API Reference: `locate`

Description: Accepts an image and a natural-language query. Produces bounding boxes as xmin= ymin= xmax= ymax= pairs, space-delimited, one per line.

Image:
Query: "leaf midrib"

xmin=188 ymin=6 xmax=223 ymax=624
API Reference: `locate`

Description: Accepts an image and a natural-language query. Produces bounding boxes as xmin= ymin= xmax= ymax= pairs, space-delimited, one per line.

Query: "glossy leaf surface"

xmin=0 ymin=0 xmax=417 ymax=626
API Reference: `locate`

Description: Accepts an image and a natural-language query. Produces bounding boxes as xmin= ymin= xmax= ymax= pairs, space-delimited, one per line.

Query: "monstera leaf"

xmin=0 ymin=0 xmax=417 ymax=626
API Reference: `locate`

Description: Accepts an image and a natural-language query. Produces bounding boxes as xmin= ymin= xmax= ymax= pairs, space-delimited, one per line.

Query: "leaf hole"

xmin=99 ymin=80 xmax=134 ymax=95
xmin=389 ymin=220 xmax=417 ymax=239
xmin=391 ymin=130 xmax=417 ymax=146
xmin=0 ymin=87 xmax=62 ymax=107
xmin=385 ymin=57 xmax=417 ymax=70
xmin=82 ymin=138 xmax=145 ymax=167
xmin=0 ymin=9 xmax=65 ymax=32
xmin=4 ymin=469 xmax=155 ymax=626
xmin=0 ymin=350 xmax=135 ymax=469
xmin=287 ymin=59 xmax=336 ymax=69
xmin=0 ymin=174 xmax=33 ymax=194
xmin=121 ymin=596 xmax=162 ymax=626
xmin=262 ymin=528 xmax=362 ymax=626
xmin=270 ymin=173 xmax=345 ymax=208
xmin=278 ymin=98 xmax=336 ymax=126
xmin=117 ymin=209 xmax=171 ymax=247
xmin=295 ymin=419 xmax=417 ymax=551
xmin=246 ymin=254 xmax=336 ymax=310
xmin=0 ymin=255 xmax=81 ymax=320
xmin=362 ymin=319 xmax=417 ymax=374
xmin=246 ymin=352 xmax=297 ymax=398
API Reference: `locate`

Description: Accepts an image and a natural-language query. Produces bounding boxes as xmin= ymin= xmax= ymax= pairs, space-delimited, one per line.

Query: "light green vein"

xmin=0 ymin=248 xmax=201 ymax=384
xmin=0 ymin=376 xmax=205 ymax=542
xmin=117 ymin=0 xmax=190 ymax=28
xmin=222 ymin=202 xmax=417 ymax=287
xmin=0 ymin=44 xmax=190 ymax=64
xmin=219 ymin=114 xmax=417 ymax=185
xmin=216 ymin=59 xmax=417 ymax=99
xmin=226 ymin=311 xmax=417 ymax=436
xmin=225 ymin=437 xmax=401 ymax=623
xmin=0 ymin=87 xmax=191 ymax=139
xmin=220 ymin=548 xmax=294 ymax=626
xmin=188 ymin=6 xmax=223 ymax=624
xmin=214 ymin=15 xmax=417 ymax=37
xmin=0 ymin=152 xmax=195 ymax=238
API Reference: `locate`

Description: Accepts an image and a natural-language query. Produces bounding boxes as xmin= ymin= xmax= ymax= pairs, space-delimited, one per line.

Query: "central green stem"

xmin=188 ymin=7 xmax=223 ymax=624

-------------------------

The task
Copy all of the material above word for word, without changing a single character.

Task answer
API Reference: `locate`

Description: Accepts an image and a natural-language query. Produces bounding boxes as xmin= ymin= xmax= ymax= pairs, space-delimited, one per line.

Image:
Query: "leaf midrib"

xmin=188 ymin=6 xmax=223 ymax=624
API Reference: `locate`

Description: Accepts an image and a natural-language query. Produces bounding boxes as xmin= ymin= xmax= ymax= pairs, space-delimited, one per line.

Query: "glossy leaf surface"

xmin=0 ymin=0 xmax=417 ymax=626
API Reference: `locate`

Description: Accepts an image and a natural-language query. Produces bounding boxes as xmin= ymin= xmax= ymax= pairs, space-delimited, one per line.

Query: "monstera leaf"

xmin=0 ymin=0 xmax=417 ymax=626
API Reference: `locate`

Description: Accepts an image and a natural-language query. Produces bounding boxes as xmin= ymin= xmax= ymax= pairs, space-delimited, one per line.

Query: "leaf hole"

xmin=99 ymin=80 xmax=134 ymax=95
xmin=389 ymin=220 xmax=417 ymax=239
xmin=391 ymin=130 xmax=417 ymax=146
xmin=0 ymin=87 xmax=62 ymax=107
xmin=385 ymin=57 xmax=417 ymax=70
xmin=82 ymin=138 xmax=145 ymax=167
xmin=0 ymin=9 xmax=65 ymax=32
xmin=4 ymin=469 xmax=155 ymax=626
xmin=0 ymin=350 xmax=135 ymax=469
xmin=287 ymin=59 xmax=336 ymax=69
xmin=0 ymin=174 xmax=33 ymax=194
xmin=121 ymin=596 xmax=162 ymax=626
xmin=262 ymin=528 xmax=362 ymax=626
xmin=270 ymin=173 xmax=345 ymax=208
xmin=278 ymin=98 xmax=336 ymax=126
xmin=117 ymin=209 xmax=171 ymax=247
xmin=295 ymin=419 xmax=417 ymax=551
xmin=246 ymin=254 xmax=336 ymax=310
xmin=0 ymin=255 xmax=81 ymax=320
xmin=362 ymin=319 xmax=417 ymax=374
xmin=246 ymin=352 xmax=297 ymax=398
API Reference: `locate`

Description: Accepts an image and a natural-language query. Produces bounding boxes as xmin= ymin= xmax= ymax= pairs, space-delimited, one per line.

Query: "light green vein"

xmin=0 ymin=248 xmax=201 ymax=384
xmin=0 ymin=376 xmax=205 ymax=542
xmin=117 ymin=0 xmax=190 ymax=28
xmin=222 ymin=202 xmax=417 ymax=287
xmin=0 ymin=44 xmax=190 ymax=64
xmin=219 ymin=114 xmax=417 ymax=185
xmin=216 ymin=59 xmax=417 ymax=99
xmin=226 ymin=311 xmax=417 ymax=436
xmin=225 ymin=437 xmax=401 ymax=623
xmin=0 ymin=87 xmax=191 ymax=139
xmin=220 ymin=548 xmax=294 ymax=626
xmin=188 ymin=6 xmax=223 ymax=624
xmin=214 ymin=15 xmax=417 ymax=37
xmin=0 ymin=152 xmax=195 ymax=238
API Reference: `locate`

Description: Accepts an image and a natural-language query. Produces bounding boxes as xmin= ymin= xmax= ymax= pairs, space-delimited, one per line.

Query: "central green stem"

xmin=188 ymin=7 xmax=223 ymax=624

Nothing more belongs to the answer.